== PROVIDED DATA ==
━━━━━━━━━━━━━━━━

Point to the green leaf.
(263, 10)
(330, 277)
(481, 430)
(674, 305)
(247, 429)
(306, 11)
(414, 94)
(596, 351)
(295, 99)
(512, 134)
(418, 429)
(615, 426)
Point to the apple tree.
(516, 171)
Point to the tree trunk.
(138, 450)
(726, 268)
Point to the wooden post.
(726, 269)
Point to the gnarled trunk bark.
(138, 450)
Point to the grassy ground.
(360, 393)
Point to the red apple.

━━━━━━━━━━━━━━━━

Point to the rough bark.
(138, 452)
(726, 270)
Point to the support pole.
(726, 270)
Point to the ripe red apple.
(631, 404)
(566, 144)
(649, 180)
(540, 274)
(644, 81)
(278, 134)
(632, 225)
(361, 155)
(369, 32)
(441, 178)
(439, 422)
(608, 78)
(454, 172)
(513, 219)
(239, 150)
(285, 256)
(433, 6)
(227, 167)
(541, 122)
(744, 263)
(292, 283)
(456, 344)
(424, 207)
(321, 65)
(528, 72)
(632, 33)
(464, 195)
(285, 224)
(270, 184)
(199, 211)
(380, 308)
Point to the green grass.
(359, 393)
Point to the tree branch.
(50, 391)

━━━━━━━━━━━━━━━━

== EXERCISE DETAILS ==
Please set out the lines of material above as a numbered list, starting at the line with "Point to the green leaf." and ending at the line with "Point to the red apple.", with both of those lines included and any blank lines dropped.

== SOLUTION FOR THIS TASK ==
1. Point to the green leaf.
2. (263, 10)
3. (330, 277)
4. (481, 430)
5. (674, 305)
6. (247, 429)
7. (306, 11)
8. (414, 94)
9. (596, 351)
10. (295, 99)
11. (512, 134)
12. (418, 429)
13. (615, 426)
14. Point to the apple tree.
15. (516, 171)
16. Point to the tree trunk.
17. (138, 450)
18. (726, 268)
19. Point to the wooden post.
20. (726, 269)
21. Point to the gnarled trunk bark.
22. (138, 450)
23. Point to the grassy ground.
24. (360, 393)
25. Point to the red apple.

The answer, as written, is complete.